**TEXTO DEL DOCUMENTO:**

--- --- ---

En el ámbito doméstico, el Kremlin ha reducido al mínimo la oposición política y controlado estrictamente los medios de comunicación. Aunque se celebran elecciones, estas han sido diseñadas para garantizar la continuidad de Putin en el poder, modificando la Constitución cuando ha sido necesario.
En el ámbito internacional, Rusia busca recuperar su influencia global, cuestionando el orden liderado por Estados Unidos. Junto con China (otra potencia capitalista) encabeza los BRICS, un bloque que incluye a economías emergentes y que aspira a construir un mundo multipolar. Las acciones más contundentes en esta dirección han sido la anexión de Crimea en 2014 y la actual guerra contra Ucrania. Rusia también ha fortalecido lazos con regímenes autoritarios en Asia y América Latina, incluyendo a Venezuela, Cuba y Nicaragua.
Sin embargo, este esfuerzo ha enfrentado serios obstáculos. Las sanciones económicas impuestas por Occidente debido al conflicto en Ucrania han afectado gravemente su economía, mientras que la suspensión de contratos energéticos con Europa ha reducido significativamente sus ingresos. Además, la inestabilidad en Medio Oriente, incluida la caída del régimen de Bachar al Asad, pone en riesgo su única base naval fuera de sus fronteras, situada en el Mediterráneo.
En este contexto, la proyección de Rusia combina elementos de capitalismo estatal autoritario, nacionalismo conservador y pragmatismo geopolítico. Esto contrasta con el fallido “Socialismo del siglo XXI” promovido por el MAS en Bolivia, cuyas coincidencias con el modelo ruso son, en el mejor de los casos, marginales.
Rusia ha mostrado un claro interés en el litio boliviano. Bolivia ya ha firmado un contrato con Uranium One Group para la producción de litio grado batería, en un proyecto que se extenderá hasta 2027 con una inversión anunciada de 975,7 millones de dólares. Sin embargo, la falta de transparencia en el contrato ha generado dudas. Mientras el gobierno asegura una participación del 51% para Bolivia frente al 49% de la empresa rusa, analistas críticos afirman que la distribución real podría ser de 32% para Bolivia y 68% para Rusia. Ambas cifras, sin embargo, están lejos del prometido 80-20% que se mencionó en los contratos petroleros del pasado nacionalizador del MAS.
Otro sector de cooperación rusa es el nuclear, para ello está en etapa final el Centro de Investigación y Desarrollo en Tecnología Nuclear (CIDTN), en la ciudad de El Alto. Este proyecto, desarrollado en colaboración con la Corporación Rosatom de Rusia, incluye instalaciones como el Complejo Ciclotrón Radiofarmacia Preclínica y el Centro Multipropósito de Irradiación, ya operativos. Se espera que el complejo reactor nuclear de investigación, actualmente en construcción, comience a operar en 2025, ofreciendo beneficios en minería, salud, agricultura y otros sectores.
Más allá de estos proyectos, Bolivia ofrece a Rusia un activo menos tangible, pero valioso: su voto en organismos internacionales. Este alineamiento, que en ocasiones contradice la vocación pacifista inscrita en la Constitución Política del Estado, refleja una estrategia de apoyo incondicional que merece ser cuestionada.
La relación entre Bolivia y Rusia plantea interrogantes sobre la sostenibilidad de los acuerdos actuales y su impacto a largo plazo en la economía y la soberanía del país. En un escenario global marcado por tensiones crecientes, esta alianza podría resultar tan prometedora como riesgosa para el futuro boliviano.
Javier Viscarra es periodista y diplomático.

--- --- ---

**DATOS DE ORIGEN:**
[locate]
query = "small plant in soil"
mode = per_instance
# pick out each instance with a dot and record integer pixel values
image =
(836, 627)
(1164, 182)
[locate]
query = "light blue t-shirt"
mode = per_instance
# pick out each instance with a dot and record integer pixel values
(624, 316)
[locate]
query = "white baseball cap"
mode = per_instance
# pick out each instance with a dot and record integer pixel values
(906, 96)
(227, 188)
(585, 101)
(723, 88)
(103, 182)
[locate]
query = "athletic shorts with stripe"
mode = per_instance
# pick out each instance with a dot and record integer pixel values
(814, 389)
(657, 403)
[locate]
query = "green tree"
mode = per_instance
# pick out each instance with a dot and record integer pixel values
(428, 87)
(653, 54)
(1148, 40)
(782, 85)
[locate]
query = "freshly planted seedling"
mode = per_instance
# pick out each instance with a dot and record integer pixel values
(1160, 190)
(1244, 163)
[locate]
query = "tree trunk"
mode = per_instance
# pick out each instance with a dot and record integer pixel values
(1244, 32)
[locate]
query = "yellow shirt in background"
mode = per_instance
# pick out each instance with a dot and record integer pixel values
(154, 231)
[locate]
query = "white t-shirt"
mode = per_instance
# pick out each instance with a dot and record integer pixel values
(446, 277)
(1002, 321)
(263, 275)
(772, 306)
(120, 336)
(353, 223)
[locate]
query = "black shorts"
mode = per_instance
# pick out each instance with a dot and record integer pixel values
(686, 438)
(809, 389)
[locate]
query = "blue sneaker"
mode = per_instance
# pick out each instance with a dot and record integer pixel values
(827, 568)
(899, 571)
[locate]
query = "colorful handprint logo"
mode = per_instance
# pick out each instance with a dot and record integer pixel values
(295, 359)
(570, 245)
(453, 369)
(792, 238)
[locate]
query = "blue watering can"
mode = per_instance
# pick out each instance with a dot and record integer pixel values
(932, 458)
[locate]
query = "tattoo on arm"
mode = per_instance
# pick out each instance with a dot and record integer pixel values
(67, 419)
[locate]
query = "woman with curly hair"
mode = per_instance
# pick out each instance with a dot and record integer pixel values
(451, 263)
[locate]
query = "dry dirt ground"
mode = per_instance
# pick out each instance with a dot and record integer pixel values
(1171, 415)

--- --- ---

**TAREAS Y EJERCICIOS:**
a) Según el texto sobre Rusia y Bolivia, ¿con qué corporación rusa se desarrolla el centro de investigación nuclear de El Alto?
b) Por favor, transcribe del texto sobre Rusia y Bolivia el fragmento que empieza con "En el ámbito doméstico, el" y continúa hasta "Cuba y Nicaragua.".

**RESPUESTAS DADAS:**
a) Con la Corporación Rosatom de Rusia.

b)
En el ámbito doméstico, el Kremlin ha reducido al mínimo la oposición política y controlado estrictamente los medios de comunicación. Aunque se celebran elecciones, estas han sido diseñadas para garantizar la continuidad de Putin en el poder, modificando la Constitución cuando ha sido necesario.
En el ámbito internacional, Rusia busca recuperar su influencia global, cuestionando el orden liderado por Estados Unidos. Junto con China (otra potencia capitalista) encabeza los BRICS, un bloque que incluye a economías emergentes y que aspira a construir un mundo multipolar. Las acciones más contundentes en esta dirección han sido la anexión de Crimea en 2014 y la actual guerra contra Ucrania. Rusia también ha fortalecido lazos con regímenes autoritarios en Asia y América Latina, incluyendo a Venezuela, Cuba y Nicaragua.